─── Provided entries ───
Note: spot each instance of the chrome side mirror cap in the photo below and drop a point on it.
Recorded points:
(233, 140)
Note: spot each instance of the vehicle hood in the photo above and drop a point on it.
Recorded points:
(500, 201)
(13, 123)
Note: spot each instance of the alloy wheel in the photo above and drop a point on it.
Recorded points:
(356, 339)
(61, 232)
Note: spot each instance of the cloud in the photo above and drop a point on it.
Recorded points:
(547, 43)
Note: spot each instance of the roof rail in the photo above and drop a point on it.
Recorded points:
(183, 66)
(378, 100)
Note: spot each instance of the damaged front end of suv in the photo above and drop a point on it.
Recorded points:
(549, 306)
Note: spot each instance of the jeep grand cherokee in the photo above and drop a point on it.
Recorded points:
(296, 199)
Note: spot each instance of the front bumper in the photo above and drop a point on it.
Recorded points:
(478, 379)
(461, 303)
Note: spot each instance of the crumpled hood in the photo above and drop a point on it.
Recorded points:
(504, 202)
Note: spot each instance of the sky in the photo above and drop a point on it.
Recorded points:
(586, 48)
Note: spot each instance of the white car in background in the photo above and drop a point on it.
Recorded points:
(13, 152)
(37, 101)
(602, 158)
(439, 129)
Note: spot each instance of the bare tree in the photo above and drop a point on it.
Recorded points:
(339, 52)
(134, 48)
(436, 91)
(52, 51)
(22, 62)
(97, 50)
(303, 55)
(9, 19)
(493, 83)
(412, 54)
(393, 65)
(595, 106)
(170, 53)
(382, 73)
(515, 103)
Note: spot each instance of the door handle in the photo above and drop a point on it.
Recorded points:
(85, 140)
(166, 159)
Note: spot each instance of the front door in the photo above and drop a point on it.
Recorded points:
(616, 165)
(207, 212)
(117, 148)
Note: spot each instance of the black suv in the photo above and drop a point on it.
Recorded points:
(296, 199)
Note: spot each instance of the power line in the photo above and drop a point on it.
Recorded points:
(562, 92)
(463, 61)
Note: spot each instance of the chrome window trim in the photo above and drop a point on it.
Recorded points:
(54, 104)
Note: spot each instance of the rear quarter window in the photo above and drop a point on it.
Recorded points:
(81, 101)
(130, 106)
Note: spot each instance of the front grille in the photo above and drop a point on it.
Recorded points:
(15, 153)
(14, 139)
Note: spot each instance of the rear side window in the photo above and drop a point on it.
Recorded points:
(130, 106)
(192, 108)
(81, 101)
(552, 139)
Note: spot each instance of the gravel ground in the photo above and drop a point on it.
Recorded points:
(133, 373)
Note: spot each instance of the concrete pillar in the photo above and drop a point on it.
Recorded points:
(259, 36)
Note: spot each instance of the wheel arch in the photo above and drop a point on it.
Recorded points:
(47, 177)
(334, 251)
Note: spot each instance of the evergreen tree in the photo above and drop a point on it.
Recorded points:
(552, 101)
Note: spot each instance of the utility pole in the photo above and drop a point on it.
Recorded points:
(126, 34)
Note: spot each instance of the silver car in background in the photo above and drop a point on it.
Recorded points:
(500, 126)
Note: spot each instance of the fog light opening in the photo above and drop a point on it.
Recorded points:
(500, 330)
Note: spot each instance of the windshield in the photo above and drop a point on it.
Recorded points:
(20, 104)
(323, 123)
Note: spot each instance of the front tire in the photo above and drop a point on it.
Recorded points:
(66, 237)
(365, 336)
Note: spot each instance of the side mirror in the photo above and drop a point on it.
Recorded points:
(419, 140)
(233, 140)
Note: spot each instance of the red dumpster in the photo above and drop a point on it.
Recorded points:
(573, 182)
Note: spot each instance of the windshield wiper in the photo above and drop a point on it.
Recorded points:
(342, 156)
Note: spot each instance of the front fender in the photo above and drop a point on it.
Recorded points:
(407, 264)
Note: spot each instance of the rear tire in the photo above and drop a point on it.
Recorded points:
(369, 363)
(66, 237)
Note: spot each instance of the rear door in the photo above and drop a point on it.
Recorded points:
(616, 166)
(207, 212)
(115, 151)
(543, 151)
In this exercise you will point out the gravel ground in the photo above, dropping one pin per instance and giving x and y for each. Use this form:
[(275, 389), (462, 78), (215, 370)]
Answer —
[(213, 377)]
───
─── Provided entries ───
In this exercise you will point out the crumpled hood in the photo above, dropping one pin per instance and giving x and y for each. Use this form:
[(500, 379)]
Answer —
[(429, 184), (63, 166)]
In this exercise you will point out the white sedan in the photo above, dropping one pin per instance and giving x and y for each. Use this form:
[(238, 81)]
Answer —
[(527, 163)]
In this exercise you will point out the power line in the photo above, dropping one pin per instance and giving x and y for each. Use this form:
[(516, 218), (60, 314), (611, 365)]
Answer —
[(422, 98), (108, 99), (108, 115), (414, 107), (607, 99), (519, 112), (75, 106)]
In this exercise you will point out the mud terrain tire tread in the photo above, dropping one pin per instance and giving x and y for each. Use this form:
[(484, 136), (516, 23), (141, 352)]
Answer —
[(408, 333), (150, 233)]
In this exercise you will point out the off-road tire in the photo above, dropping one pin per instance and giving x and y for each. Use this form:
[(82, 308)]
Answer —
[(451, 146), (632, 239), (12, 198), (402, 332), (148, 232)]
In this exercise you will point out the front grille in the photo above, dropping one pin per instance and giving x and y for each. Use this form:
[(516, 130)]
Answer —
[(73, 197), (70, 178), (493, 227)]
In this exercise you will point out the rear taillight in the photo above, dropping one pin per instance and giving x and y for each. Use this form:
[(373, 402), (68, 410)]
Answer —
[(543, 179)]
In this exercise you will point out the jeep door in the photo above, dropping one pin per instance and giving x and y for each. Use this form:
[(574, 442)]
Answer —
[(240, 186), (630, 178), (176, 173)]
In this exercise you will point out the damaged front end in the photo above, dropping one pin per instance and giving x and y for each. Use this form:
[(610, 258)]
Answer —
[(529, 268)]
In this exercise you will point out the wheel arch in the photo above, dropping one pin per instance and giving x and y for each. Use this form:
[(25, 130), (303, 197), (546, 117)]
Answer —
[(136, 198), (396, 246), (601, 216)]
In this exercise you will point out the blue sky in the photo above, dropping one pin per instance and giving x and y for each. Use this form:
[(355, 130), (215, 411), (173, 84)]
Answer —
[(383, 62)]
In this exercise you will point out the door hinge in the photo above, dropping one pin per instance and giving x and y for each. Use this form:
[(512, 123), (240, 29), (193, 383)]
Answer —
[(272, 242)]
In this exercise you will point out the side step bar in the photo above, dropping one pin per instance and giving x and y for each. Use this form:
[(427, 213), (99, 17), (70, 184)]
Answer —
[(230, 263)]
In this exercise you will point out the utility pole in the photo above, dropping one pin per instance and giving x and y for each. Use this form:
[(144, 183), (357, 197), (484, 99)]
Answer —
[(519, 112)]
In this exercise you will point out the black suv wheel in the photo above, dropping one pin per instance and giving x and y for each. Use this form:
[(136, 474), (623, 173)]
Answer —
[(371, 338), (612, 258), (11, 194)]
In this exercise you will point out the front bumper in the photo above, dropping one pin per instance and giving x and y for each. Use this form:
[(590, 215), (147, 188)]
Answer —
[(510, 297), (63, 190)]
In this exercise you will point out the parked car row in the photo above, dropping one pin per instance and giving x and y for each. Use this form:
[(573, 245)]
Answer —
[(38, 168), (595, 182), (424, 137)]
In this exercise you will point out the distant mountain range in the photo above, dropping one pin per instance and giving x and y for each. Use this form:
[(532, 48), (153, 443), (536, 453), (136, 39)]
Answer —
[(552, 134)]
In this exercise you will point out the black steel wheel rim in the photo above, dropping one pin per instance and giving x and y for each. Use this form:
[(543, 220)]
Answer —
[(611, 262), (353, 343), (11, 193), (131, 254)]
───
─── Provided entries ───
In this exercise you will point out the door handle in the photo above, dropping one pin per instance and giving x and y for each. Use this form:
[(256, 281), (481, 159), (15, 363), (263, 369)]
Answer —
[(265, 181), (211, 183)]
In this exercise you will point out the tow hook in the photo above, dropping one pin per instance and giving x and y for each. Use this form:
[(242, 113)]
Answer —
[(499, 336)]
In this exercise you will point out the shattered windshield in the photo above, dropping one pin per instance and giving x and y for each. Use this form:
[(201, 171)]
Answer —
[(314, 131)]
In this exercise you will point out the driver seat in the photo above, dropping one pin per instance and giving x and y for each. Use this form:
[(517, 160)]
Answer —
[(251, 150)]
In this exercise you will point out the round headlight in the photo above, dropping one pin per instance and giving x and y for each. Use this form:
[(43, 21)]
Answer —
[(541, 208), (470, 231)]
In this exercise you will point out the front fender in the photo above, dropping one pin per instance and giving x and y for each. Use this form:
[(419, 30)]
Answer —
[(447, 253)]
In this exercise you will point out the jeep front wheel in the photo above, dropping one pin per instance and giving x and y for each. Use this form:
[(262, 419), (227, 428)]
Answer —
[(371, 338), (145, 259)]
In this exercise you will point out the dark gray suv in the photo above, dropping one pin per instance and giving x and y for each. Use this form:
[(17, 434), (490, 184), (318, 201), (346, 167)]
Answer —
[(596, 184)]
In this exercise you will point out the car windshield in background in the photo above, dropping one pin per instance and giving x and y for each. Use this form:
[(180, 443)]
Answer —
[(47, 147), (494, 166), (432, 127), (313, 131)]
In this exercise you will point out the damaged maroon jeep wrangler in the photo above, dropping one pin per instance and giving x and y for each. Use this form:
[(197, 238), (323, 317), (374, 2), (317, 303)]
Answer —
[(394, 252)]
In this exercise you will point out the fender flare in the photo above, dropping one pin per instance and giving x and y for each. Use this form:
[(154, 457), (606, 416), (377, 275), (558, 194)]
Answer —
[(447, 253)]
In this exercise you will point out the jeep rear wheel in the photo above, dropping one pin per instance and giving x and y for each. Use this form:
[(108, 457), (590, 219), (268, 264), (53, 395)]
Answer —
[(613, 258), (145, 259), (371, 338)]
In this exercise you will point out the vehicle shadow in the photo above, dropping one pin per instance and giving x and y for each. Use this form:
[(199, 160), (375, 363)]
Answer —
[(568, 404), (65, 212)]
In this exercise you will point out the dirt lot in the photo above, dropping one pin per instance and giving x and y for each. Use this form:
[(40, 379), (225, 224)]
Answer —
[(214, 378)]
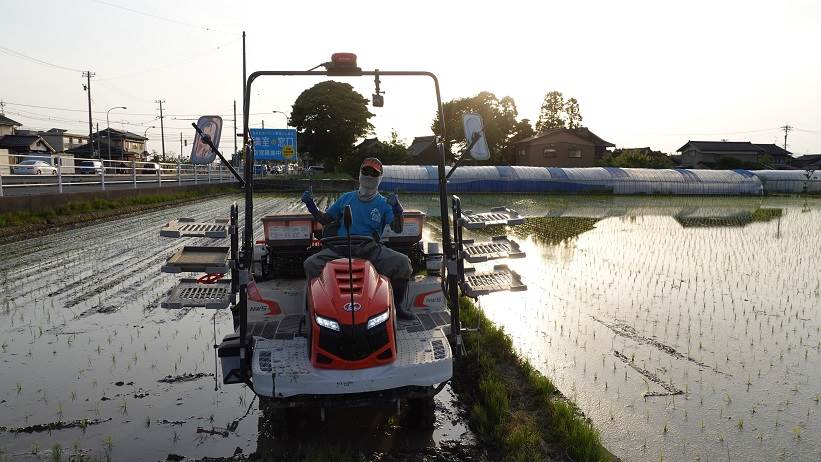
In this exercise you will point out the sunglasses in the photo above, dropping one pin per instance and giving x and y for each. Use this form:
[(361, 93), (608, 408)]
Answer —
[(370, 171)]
───
• Set task:
Replace "photo above" with "image above" in everything from the line containing "In this exercise you will point out the utility" down to the line containing "[(371, 338), (612, 258), (11, 194)]", leaving all else unchanged, and return only those lines.

• Answer:
In this exercise you will point out the utility pole in the image above, dropping one pin per instance and giving x and y for each. Use this form:
[(144, 183), (357, 197), (484, 99)]
Answer —
[(519, 112)]
In this exercise you will point out the black suv wheel in the image above, dropping one pin per instance and giving x and y for each. Use this form:
[(136, 474), (623, 173)]
Answer —
[(371, 338), (612, 258), (11, 194)]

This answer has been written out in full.